Data records
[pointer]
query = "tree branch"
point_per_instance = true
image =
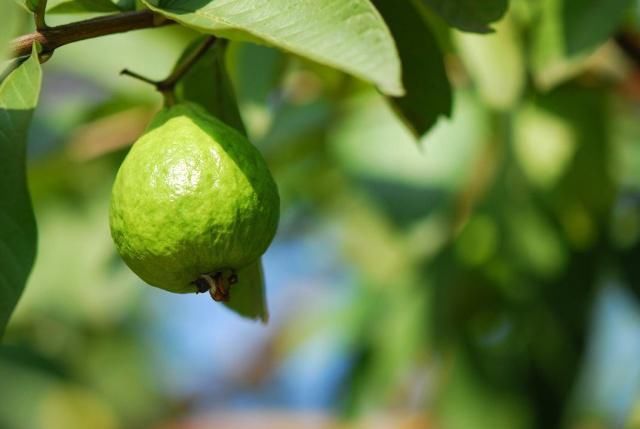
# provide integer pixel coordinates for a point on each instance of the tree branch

### Your objective
Return the records above line for line, with no changes, and leave out the pictures.

### Result of the task
[pointer]
query = "tree branch"
point_per_instance = true
image =
# provide integer pixel coordinates for a point on each instance of the tree branch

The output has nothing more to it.